**PAGE TEXT:**
▼▼▼

KUALA LUMPUR, March 10 – There is quite a difference between what Dr Wan Azizah Ismail would like to do and what she knows she has to, and will, do.
Ten years from now, for example, the 56-year-old would like “to imagine herself conducting a peaceful life and spending more time with her six children, grandchildren and relatives”.
Yet she knows it is an unlikely scenario. “My husband will probably need help, and I have to do what is right for my country and for my husband.”
That is, after all, what she has already done for over a decade, since she was forced to deputise for her husband – Malaysian opposition leader Datuk Seri Anwar Ibrahim.
Anwar returned to active politics last year after spending years in jail on what most people believe were politically motivated charges. He has since been elected to Parliament, taking over the seat in Penang’s Permatang Pauh constituency that Dr Azizah had won in three previous elections.
And he is poised to officially take over the leadership of the People’s Justice Party, or Keadilan, of which Dr Azizah is chairwoman. The party has its roots in a non-governmental organisation she established in 1999 to fight for the release of her husband.
These changes are welcomed by Dr Azizah. “It is what I prefer. I feel I have come full circle. I was the wife of a politician, then I became a politician, and now I am going back to being the wife of a politician. It is fine. I am first and foremost a wife and mother.”
She also admits candidly, “I will never be as good a politician as Anwar. It is right that he takes charge”.
Things are not quite like that, though. Dr Azizah lacks Anwar’s oratorical skills and, unlike her husband, who was a firebrand student activist in the 1970s, she never got into student politics.
Educated first at a Catholic school, then at an elite private school, she went to Ireland to study ophthalmology while still very young. In Dublin, Malaysian politics was never a concern and she never developed political ambitions nor much political acumen.Still, when forced to enter politics, she held her own, mostly thanks to a different set of qualities that turned her into an icon of the Reformasi movement that her husband had started.
To most Malaysians, she is no longer simply Anwar’s wife.
The first thing that strikes one about Dr Azizah is her gentle demeanour. Bespectacled, frail-looking and with a pale complexion, she speaks softly and has rarely been seen angry.
The second thing that strikes one is the strength of conviction those same softly spoken words carry. It is this combination that gained her wide trust and admiration.
Gayathry Venkiteswaran, executive director of the Centre for Independent Journalism, explains Dr Azizah’s trajectory succinctly.
“At the beginning, she was seen as Malaysia’s answer to (former Philippine president) Corazon Aquino, fighting the injustice inflicted upon her husband. But then she was able to use the platform provided by the party to raise the profile of democracy, justice and integrity on the national agenda. That’s something she should be recognised for.
“While awaiting Anwar’s release, Wan Azizah responded positively to civil society pressures and issues, and allowed for more of these to get highlighted. In so doing, for a while, she became the face of justice and democracy.”

▲▲▲

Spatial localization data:

▼▼▼

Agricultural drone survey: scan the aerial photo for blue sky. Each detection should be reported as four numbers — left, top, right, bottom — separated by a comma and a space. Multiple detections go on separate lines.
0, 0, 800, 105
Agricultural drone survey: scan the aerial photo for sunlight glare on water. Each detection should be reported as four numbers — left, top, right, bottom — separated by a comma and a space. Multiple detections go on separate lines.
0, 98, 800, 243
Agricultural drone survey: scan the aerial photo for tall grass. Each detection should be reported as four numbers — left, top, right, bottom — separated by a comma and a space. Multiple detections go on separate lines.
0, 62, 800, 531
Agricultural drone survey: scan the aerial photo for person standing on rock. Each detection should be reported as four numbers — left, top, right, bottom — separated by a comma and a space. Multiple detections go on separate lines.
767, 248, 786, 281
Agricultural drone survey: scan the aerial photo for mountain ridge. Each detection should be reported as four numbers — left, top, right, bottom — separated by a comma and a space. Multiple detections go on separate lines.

▲▲▲

**WHAT YOU WILL DO:**
1 - According to the profile of Wan Azizah Ismail, in what year did she establish the non-governmental organization in which her party has its roots?
2 - Summarize the profile of Wan Azizah Ismail in two sentences.
3 - Write the next few paragraphs of the profile of Wan Azizah Ismail, picking up after its final sentence.

**ANSWERS FOR THIS EXERCISE:**
1 - 1999

2 - Dr Wan Azizah Ismail, chairwoman of Keadilan, was forced to deputize for her husband, opposition leader Anwar Ibrahim, for over a decade, and she welcomes his election to Parliament and his coming takeover of the party's leadership. Though she lacks his oratorical skills and never got into student politics, her gentle demeanor and strength of conviction made her an icon of the Reformasi movement and, for a while, the face of justice and democracy.

3 -
He is disappointed that Dr Azizah sacrificed her parliamentary seat for Anwar, but Sim Kwang Yang, a former parliamentarian with the Democratic Action Party and now a prolific political writer, argues that vacating her seat does not mean she will disappear. “She has been a towering figure; she will still be involved and continue to inspire.”
Dr Azizah knows she is at a new juncture. And while questions about the future remain unanswered, she can now look back and assess what she has gone through, and Malaysia’s political situation.
The toughest time, she said, was having to stay strong during Anwar’s trials. He was arrested in September 1998, charged with corruption and committing sodomy with his wife’s chauffeur, Azizan Abu Bakar.
When arrested, he had just been stripped of the position of deputy premier and was the de facto opposition to long-serving prime minister Mahathir Mohamed. In April 1999 he was sentenced to six years in prison for corruption and, in August 2000, to nine years for sodomy. The latter sentence was quashed in a 2004 appeal.
Throughout the trials, Dr Azizah never doubted her husband’s innocence and provided an image of dignity, strength and stoicism.
Among the reasons that pushed her to fight, she highlighted “the need for justice” and “the family’s honour”. Faith supported her in the darkest hours.“I had to stand for justice. Facing it all was the only way to show that it was all fabricated. But I also had to keep the family together, and safeguard the honour of my family. With their father away and humiliated, I had to be there for my children. This is something that I felt very strongly about,” she said.
“But it was very difficult. I am only human and I did have moments of weakness. But Islam says that you will not be tested more than you can handle. This knowledge helped me. I knew I could stand it.”
Those who know her say that Dr Azizah’s spirituality is a very private matter. The most outward sign of it is the glove on her right hand; she started wearing it when her political career forced her to shake the hands of many men, something not allowed in Islam.
As she grew into the position of opposition leader, Dr Azizah had to withstand divisions in the party, electoral disappointments and harassment from the government.
The latter included attacks from then-information minister Mohamed Rahmat, who argued that she was “unfit to lead the Malays” since she had been “educated in Singapore” and had “Chinese blood”.
Her maternal grandfather was from Malacca (now Melaka) and had Chinese forebears, while her mother was brought up in Singapore.
Dr Azizah believes Malaysia is changing. “There is hope on the horizon,” she says.
“Anwar’s arrest marked the start, rather than the end, of the campaign for reform. After that, we had some reforms for a while. Then, in 2004, the prime minister changed, but unfortunately the new premier (Abdullah Badawi) did not do much. So now we have another wave that is pushing for change. But this one is stronger; it comes from the grass-roots.”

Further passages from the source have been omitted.